◆ **Data extract**:

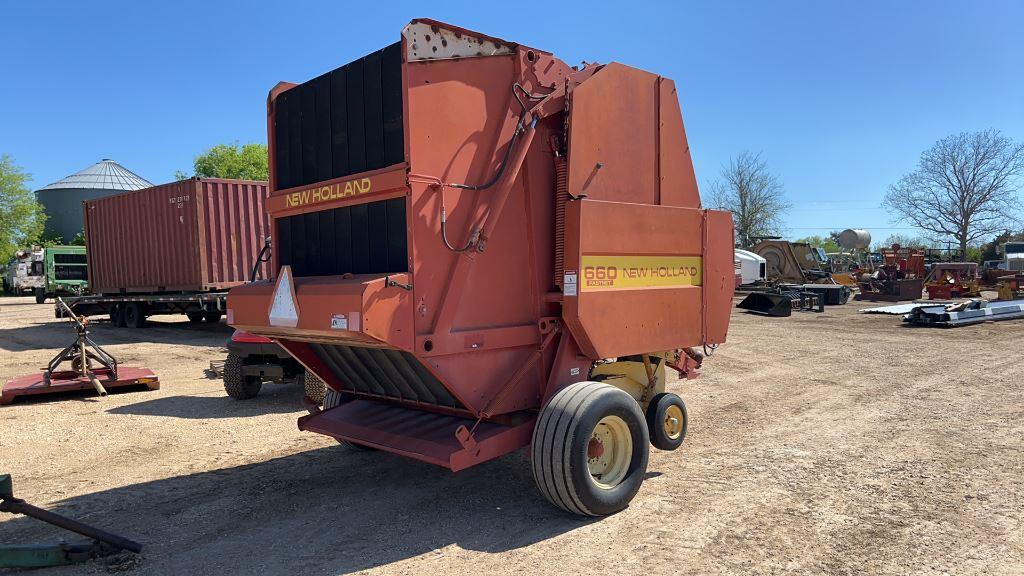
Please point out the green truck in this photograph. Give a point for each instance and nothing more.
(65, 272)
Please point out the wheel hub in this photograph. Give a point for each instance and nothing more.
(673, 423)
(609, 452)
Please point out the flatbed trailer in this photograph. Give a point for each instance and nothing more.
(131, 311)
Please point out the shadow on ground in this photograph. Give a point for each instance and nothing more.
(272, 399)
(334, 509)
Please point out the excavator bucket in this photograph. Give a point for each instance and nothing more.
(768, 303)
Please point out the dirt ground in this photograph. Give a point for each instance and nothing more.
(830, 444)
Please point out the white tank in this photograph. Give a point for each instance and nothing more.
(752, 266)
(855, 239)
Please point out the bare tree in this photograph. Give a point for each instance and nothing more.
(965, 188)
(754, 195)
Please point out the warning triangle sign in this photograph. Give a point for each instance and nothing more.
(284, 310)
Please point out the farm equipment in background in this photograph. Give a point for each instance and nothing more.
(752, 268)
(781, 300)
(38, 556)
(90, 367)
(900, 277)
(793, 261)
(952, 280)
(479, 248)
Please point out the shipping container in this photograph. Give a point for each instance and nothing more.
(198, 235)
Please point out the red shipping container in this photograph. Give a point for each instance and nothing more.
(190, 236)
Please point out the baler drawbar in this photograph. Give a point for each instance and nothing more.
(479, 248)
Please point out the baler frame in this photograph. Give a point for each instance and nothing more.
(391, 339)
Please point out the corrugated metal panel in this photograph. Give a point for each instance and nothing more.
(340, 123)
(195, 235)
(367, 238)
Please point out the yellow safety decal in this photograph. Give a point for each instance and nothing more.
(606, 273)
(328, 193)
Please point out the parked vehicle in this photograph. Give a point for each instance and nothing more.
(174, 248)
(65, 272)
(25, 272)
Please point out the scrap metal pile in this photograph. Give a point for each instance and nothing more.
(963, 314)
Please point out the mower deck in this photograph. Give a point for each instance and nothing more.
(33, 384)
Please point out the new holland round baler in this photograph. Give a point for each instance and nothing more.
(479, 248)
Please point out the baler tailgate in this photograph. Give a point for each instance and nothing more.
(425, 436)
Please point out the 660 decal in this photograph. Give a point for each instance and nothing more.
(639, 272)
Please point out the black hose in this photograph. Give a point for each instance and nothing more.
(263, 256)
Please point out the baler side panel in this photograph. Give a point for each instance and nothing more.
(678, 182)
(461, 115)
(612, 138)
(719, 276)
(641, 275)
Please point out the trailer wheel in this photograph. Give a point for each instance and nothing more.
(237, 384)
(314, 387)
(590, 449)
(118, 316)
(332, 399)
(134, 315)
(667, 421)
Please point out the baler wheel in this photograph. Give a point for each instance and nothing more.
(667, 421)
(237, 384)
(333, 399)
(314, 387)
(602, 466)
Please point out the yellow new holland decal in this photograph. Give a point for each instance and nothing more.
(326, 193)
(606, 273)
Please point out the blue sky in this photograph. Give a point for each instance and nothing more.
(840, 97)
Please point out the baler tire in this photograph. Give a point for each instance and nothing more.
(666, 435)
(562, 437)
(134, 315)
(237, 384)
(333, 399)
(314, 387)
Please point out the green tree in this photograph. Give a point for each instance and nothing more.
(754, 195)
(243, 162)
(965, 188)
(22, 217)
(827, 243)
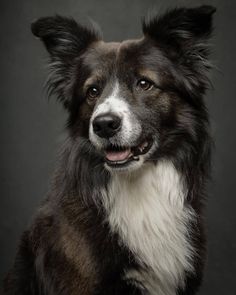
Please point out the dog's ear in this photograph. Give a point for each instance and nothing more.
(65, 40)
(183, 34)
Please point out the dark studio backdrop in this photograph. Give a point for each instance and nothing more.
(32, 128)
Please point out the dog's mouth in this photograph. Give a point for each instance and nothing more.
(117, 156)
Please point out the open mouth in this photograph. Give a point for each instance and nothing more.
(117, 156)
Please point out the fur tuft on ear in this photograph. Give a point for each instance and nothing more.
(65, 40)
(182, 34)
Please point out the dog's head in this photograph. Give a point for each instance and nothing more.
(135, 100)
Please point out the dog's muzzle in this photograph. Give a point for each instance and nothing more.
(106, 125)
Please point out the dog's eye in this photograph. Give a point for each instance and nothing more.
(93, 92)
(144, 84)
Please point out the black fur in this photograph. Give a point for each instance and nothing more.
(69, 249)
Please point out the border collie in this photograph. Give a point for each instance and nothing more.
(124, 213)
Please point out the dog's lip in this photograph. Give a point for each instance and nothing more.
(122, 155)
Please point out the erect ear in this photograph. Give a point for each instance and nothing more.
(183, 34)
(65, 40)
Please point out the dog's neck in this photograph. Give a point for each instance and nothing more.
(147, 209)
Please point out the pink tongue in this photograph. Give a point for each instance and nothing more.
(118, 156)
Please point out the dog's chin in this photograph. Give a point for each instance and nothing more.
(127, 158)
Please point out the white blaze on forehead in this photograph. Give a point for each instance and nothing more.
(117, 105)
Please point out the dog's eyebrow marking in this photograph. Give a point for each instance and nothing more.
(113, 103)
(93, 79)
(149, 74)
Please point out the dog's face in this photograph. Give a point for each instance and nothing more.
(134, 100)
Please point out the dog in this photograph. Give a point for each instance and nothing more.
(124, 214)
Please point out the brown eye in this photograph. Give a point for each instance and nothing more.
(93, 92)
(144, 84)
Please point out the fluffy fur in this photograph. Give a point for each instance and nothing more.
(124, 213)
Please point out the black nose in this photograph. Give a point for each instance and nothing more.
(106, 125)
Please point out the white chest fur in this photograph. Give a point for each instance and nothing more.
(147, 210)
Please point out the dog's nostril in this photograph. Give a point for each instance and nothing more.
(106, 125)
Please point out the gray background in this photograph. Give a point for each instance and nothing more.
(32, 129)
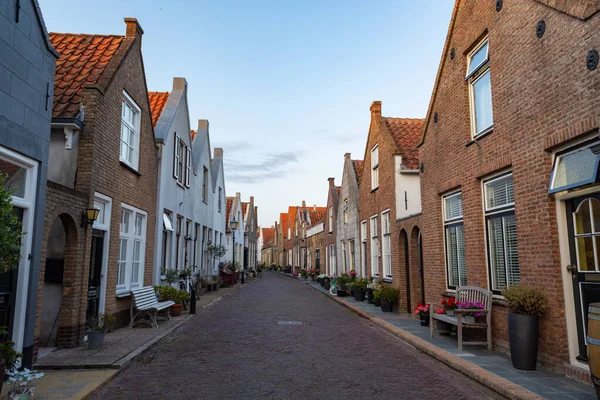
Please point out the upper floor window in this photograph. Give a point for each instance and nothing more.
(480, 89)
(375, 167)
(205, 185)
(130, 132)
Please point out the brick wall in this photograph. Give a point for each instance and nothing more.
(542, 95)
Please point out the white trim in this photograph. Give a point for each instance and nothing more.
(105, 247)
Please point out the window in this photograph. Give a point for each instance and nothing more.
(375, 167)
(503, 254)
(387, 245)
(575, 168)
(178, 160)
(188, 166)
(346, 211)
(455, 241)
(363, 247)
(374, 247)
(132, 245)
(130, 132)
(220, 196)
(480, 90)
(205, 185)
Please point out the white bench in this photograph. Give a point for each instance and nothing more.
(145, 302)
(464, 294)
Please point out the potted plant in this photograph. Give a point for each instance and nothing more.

◆ **Exercise description**:
Write out the data exactly, and exclude every picture it holds.

◆ **Reply to the task**:
Please point out the green truck in this photograph. Give a point for each instance and nothing more.
(65, 272)
Please point out the wheel hub in this photograph. Give a point for each instance and nothing more.
(673, 423)
(609, 452)
Please point out the flatbed trailer in this photograph. Give a point for each instance and nothing more.
(131, 311)
Please point out the shadow on ground in this photograph. Give a point for each instance and nothing more.
(272, 399)
(334, 509)
Please point out the excavator bucket in this photograph. Give a point for each instance and nothing more.
(768, 303)
Please point out the dirt ground in this photograph. Give a point for each instance and nothing more.
(830, 444)
Please point out the white tank in this photograph. Give a point for each instance and nothing more.
(752, 266)
(855, 239)
Please point out the bare tree in this photograph. Give a point for each instance and nothing more.
(965, 188)
(754, 195)
Please point out the warning triangle sign in this photograph. Give a point for each instance and nothing more.
(284, 310)
Please point out the farm equipment in background in this photograph. Give a point for each instance and nothing more.
(752, 268)
(781, 300)
(38, 556)
(90, 367)
(900, 277)
(793, 261)
(952, 280)
(479, 248)
Please point out the shipping container in this photograph. Give a point for each instance and nothing more.
(198, 235)
Please point out the red shipping container in this photograph. Give a point for each instance and nothing more.
(190, 236)
Please point out the baler drawbar in this photograph. Give a point for each instance and nothing more.
(479, 248)
Please point out the baler frame in this photograph. Give a point for each instance and nothing more.
(391, 339)
Please point out the corrugated metal panel in this photograph. Give a point for each instance and nothing more.
(340, 123)
(195, 235)
(367, 238)
Please point out the yellow safety decal in this photograph. Give a point for each instance and nothing more.
(606, 273)
(328, 193)
Please point out the parked vehicle in this photograph. Give a point for each instance and nothing more.
(174, 248)
(65, 272)
(25, 272)
Please point out the scrap metal pile in this photograph. Give a point for each instance and nothing more.
(963, 314)
Please point out the mower deck in this photograph. Give a point for each instance and nothing more.
(33, 384)
Please point out the new holland round baler in this photograph. Give a point for each instance and nothing more.
(479, 248)
Please point out the baler tailgate in this photograph. Give a point for each instance and nothing more.
(425, 436)
Please point out the 660 decal in this photograph. Give a point for each instance and nothing more.
(639, 272)
Please point out the black hose in this photograph. Give a point for each instance and nothing more.
(263, 256)
Please point out the baler side panel in this photograph. Give a point for each instance and nothing more.
(678, 182)
(461, 115)
(612, 138)
(719, 276)
(641, 275)
Please point out the trailer wheel in this photograph. Give a point for each instance and nothing more.
(237, 384)
(314, 387)
(590, 449)
(118, 316)
(332, 399)
(134, 315)
(667, 421)
Please point out the baler wheel in this photograph. Give a point for each instance and nothing more.
(667, 421)
(237, 384)
(333, 399)
(314, 387)
(602, 466)
Please point out the yellow new holland decal in this photograph. Give a point for each instance and nothing more.
(326, 193)
(606, 273)
Please point out the blue sky in this photograph. Give a point for each instance and nothing more.
(840, 97)
Please point out the baler tire in this photograph. Give a point for each instance and nothing more.
(666, 435)
(562, 437)
(134, 315)
(237, 384)
(333, 399)
(314, 387)
Please point out the green tree in this photograph. Give a point for each instance and nothing more.
(754, 195)
(243, 162)
(965, 188)
(22, 217)
(827, 243)
Please point out the dog's ear in this photograph. Give a point for each instance and nothing more.
(65, 40)
(183, 34)
Please point out the dark studio backdrop in this photograph. Give a point for each instance and nothing more.
(32, 128)
Please point out the dog's mouth in this photograph. Give a point for each instance and nothing more.
(117, 156)
Please point out the open mouth in this photograph. Give a point for each instance and nothing more.
(117, 156)
Please point out the fur tuft on ear in this photograph. Give a point for each instance and nothing more.
(65, 40)
(182, 34)
Please point out the dog's head in this photograph. Give a point for each instance and nothing more.
(135, 100)
Please point out the dog's muzzle in this photograph. Give a point for each instance and nothing more.
(106, 125)
Please point out the dog's eye in this photograph. Give a point for each instance and nothing more.
(93, 92)
(144, 84)
Please point out the black fur in this photograph. Give a point for each instance and nothing more.
(69, 249)
Please point out the border collie in this photograph. Give a point for each instance and nothing more.
(124, 213)
Please point out the dog's lip in this photograph. Give a point for each instance and nothing more.
(122, 155)
Please point out the erect ear in this photograph. Give a point for each instance and nothing more.
(183, 34)
(65, 40)
Please point out the dog's neck in this photograph. Give a point for each instance and nothing more.
(147, 209)
Please point out the pink tongue in this photograph. Give a point for each instance and nothing more.
(118, 156)
Please point out the dog's chin in this photograph. Give a point for each instance and nothing more.
(127, 158)
Please point out the white blaze on forehead in this photograph. Give a point for each instance and nothing more.
(117, 105)
Please point out the dog's eyebrow marking in this photograph. Give a point for each instance and nothing more.
(113, 103)
(93, 79)
(149, 74)
Please point out the dog's face in this photograph. Give a point for each instance and nothing more.
(134, 100)
Please point out the dog in this photograph. Give a point for each instance and nothing more.
(124, 214)
Please point out the brown eye in this photograph. Give a point for each instance and nothing more.
(93, 92)
(144, 84)
Please point out the fluffy fur in this photograph. Give a point for each instance and nothing more.
(124, 213)
Please point out the black nose in this photograph. Give a point for each instance and nothing more.
(106, 125)
Please point out the white chest fur in this photograph. Give a point for each instance and nothing more.
(147, 210)
Please point out the dog's nostril in this photograph. Give a point for each instance and nothing more.
(106, 125)
Please point out the gray background in this photograph. Give a point for each instance and nothing more.
(32, 129)
Please point out the upper floor window in this photograph. Give a point for each instance and nothing more.
(480, 89)
(375, 167)
(205, 185)
(130, 132)
Please point out the brick wall in this photograph. Give a point for each instance and nothing more.
(542, 95)
Please point out the white trim in this photograph. Give a point for each instance and nothing more.
(105, 247)
Please point out the window in this photograph. Give a point for each instance and nothing more.
(375, 167)
(503, 254)
(387, 245)
(575, 168)
(178, 160)
(188, 166)
(346, 211)
(455, 241)
(363, 247)
(374, 247)
(132, 245)
(130, 132)
(220, 196)
(480, 90)
(205, 185)
Please point out the white bench in this photograph. Give a point for each instance and nothing more.
(145, 302)
(464, 294)
Please point out the potted plant in this photograph. Give a point for each instance and nothing more.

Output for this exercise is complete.